Upload the files into the Amazon S3 Bucket you created earlier

Upload the files you just created to the Amazon S3 bucket that you created in Step 4. If you’re using Chrome or Firefox browsers, you can choose the folders and files to upload and then drag and drop them into the destination bucket. Dragging and dropping is the only way that you can upload folders.

  1. Sign in to the AWS Management Console and open the Amazon S3 console.
  2. In the Bucket name list, choose the name of the bucket that you created earlier in Step 4.
  3. In a window other than the console window, select the index.html file to upload. Then drag and drop the file into the console window that lists the destination bucket.
  4. In the Upload dialog box, choose Upload.
  5. Choose Create Folder.
  6. Enter the name js and choose Save.
  7. Choose the js folder.
  8. In a window other than the console window, select the userprofile.js and verifier.js files to upload. Then drag and drop the files into the console window js folder.

    Note: The Amazon S3 bucket root will contain the index.html file and a js folder. The js folder will contain the userprofile.js and verifier.js files.

Step 7. Configure the app client settings

Use the Amazon Cognito console to configure the app client settings, including identity providers, OAuth flows, and OAuth scopes.

Configure the app client settings:

  1. Go to the Amazon Cognito console.
  2. Choose Manage your User Pools.
  3. Select your user pool.
  4. Select App integration, and then select App client settings.
  5. Under Enabled Identity Providers, select Cognito User Pool.(Optional) You can add federated identity providers. Adding User Pool Sign-in Through a Third-Party has more information about how to add federation providers.
  6. Enter the Callback URL(s) where the user is to be redirected after successfully signing in. The callback URL is the URL of your web app that will receive the authorization code. In our example, this will be the Domain Name for the CloudFront distribution you created earlier. It will look something like https://DOMAINNAME/index.html where DOMAINNAME is xxxxxxx.cloudfront.net.

    Note: HTTPS is required for the Callback URLs. For this example, I used CloudFront as a HTTPS endpoint for the app in Amazon S3.

  7. Next, select Authorization code grant from the Allowed OAuth Flows and OpenID from Allowed OAuth Scopes. The OpenID scope will return the ID token and grant access to all user attributes that are readable by the client.
  8. Choose Save changes.

Step 8. Show the app home page

Now that the Amazon Cognito user pool is configured and the sample app is built, you can test using Amazon Cognito as an OP from the sample JavaScript app you created in Step 6.

View the app’s home page:

  1. Open a web browser and enter the app’s home page URL using the CloudFront distribution to serve your index.html page created in Step 6 (https://DOMAINNAME/index.html) and the app will redirect the browser to the Amazon Cognito /authorize endpoint.
# # #
* SHORT TASK 1 *
Report each line of the rows below that contains the string "locomotive", copying those lines unchanged. Matching is case-sensitive.
# # #
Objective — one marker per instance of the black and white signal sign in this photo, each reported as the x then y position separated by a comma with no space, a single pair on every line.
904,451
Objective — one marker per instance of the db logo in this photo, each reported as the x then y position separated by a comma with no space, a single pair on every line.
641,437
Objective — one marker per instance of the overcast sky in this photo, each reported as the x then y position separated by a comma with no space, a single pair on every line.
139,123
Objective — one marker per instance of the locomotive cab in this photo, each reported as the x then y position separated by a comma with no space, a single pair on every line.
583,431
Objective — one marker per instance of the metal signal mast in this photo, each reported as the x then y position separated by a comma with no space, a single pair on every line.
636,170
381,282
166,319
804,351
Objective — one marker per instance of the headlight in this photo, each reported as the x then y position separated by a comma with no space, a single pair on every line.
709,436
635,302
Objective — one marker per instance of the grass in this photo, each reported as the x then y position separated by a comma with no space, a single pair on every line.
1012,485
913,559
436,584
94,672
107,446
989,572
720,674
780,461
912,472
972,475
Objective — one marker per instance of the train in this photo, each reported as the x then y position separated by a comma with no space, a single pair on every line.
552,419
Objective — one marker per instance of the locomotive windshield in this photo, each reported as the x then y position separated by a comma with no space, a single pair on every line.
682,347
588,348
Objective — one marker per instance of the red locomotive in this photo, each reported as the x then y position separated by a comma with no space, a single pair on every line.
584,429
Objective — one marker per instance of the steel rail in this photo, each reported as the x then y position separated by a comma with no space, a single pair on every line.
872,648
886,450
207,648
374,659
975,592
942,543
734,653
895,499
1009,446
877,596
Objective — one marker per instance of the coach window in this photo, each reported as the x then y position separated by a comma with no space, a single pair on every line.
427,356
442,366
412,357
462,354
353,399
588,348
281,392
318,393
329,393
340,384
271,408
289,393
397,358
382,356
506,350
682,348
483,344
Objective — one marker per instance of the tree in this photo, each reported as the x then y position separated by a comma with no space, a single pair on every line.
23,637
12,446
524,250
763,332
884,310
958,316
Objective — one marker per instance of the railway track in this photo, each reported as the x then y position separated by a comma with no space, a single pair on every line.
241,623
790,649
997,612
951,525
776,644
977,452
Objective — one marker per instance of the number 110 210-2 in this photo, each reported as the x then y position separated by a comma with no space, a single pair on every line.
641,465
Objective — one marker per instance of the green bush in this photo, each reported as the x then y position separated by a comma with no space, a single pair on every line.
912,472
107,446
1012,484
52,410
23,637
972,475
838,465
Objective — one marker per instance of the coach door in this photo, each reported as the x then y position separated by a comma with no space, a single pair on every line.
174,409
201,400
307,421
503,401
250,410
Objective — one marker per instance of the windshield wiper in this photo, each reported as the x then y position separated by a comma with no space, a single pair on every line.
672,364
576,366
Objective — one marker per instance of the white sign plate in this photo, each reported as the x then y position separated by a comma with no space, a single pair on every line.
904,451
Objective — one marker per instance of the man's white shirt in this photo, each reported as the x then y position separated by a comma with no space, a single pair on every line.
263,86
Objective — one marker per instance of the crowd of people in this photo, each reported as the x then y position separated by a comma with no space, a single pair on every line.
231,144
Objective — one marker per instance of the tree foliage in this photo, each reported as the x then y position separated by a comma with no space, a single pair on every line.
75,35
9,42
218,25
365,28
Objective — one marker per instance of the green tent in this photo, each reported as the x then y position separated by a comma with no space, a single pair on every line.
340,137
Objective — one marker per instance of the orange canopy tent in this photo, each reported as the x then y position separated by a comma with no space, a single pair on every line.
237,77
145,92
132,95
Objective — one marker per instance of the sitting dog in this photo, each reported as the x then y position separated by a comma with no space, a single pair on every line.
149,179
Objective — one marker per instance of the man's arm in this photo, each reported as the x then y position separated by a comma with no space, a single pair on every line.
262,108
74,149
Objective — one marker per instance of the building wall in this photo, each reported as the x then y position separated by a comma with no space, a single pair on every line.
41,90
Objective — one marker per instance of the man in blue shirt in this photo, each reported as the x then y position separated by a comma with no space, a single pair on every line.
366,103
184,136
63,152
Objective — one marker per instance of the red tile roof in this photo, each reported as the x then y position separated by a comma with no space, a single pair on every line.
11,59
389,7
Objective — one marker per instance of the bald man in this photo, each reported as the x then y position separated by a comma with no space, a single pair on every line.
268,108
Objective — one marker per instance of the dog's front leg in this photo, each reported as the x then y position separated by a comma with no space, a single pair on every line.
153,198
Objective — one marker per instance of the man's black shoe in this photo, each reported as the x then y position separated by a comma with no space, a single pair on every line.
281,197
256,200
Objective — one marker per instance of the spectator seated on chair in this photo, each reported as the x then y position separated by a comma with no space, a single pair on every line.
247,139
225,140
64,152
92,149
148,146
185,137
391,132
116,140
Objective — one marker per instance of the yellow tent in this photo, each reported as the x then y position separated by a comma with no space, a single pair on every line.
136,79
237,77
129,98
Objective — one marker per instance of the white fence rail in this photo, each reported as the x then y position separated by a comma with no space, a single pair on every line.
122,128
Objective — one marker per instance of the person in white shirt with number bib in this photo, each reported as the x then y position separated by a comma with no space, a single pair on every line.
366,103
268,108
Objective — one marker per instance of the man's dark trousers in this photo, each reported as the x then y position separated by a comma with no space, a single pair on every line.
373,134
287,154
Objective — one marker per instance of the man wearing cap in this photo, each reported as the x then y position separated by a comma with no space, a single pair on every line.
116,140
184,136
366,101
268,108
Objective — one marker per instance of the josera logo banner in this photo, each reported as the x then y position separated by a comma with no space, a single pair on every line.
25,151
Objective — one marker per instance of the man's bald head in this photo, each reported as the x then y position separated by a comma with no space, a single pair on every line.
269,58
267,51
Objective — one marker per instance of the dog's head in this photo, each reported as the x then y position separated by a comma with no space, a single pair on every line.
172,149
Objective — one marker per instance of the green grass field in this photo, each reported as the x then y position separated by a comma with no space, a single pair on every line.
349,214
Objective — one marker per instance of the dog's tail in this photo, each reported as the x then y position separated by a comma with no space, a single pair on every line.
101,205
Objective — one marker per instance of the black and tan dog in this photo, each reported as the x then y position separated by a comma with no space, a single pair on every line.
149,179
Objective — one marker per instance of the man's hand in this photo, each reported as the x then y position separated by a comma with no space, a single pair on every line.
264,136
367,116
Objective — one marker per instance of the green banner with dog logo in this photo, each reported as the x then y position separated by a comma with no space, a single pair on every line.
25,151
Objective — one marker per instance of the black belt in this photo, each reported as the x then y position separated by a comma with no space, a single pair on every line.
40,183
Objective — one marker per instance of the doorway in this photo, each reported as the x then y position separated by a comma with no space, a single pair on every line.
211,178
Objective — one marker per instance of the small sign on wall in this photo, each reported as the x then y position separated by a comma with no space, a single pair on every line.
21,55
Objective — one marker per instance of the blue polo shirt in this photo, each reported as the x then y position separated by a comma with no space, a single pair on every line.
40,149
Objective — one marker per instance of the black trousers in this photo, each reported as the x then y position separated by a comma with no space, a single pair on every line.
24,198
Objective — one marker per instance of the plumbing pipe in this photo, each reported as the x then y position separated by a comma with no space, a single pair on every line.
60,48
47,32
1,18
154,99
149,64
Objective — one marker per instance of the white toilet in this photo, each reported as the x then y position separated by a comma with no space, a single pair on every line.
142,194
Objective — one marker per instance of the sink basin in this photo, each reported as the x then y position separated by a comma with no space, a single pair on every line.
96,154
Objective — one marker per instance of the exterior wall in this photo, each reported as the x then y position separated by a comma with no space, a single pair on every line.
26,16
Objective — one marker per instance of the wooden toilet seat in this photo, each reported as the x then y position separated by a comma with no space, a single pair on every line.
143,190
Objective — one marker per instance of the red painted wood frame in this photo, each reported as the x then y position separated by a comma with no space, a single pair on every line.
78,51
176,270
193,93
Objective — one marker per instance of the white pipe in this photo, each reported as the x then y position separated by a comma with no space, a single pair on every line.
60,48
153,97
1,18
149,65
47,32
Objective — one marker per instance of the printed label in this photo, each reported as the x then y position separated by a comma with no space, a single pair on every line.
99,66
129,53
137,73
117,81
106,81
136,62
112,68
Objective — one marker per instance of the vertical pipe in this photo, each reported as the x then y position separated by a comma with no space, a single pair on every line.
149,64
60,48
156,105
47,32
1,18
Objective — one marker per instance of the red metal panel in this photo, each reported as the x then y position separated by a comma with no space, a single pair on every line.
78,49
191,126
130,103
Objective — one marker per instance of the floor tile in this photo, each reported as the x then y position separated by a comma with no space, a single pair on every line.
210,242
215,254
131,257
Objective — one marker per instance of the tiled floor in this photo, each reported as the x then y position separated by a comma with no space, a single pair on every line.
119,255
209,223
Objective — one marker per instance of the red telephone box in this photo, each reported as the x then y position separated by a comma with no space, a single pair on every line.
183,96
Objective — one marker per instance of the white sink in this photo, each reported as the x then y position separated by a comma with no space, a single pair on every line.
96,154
# # #
* SHORT TASK 2 *
Finish out the next part of the Amazon Cognito and S3 tutorial above, picking up right after its last sentence.

* EXERCISE ANSWER 1 *
Objective — one marker per instance of the locomotive cab in this photo, each reported as the x then y position separated by a comma with no space, a single pair on every line.
Objective — one marker per instance of the locomotive windshield in this photo, each reported as the x then y position separated by a comma with no space, a single pair on every line.
Objective — one marker per instance of the red locomotive in this photo, each reported as the x then y position separated by a comma with no space, a single pair on every line.

* EXERCISE ANSWER 2 *
  2. The /authorize endpoint redirects the browser to the Amazon Cognito hosted UI, where the user can sign in or sign up. The following figure shows the user sign-in page.

    Figure 8: User sign-in page

    Figure 8: User sign-in page

Step 9. Create a user

You can use the Amazon Cognito user pool to manage your users or you can use a federated identity provider. Users can sign in or sign up from the Amazon Cognito hosted UI or from a federated identity provider. If you configured a federated identity provider, users will see a list of federated providers that they can choose from. When a user chooses a federated identity provider, they are redirected to the federated identity provider sign-in page. After signing in, the browser is directed back to Amazon Cognito. For this post, Amazon Cognito is the only identity provider, so you will use the Amazon Cognito hosted UI to create an Amazon Cognito user.

Create a new user using Amazon Cognito hosted UI:

  1. Create a new user by selecting Sign up and entering a username, password, and email address. Then select the Sign up button. The following figure shows the sign up screen.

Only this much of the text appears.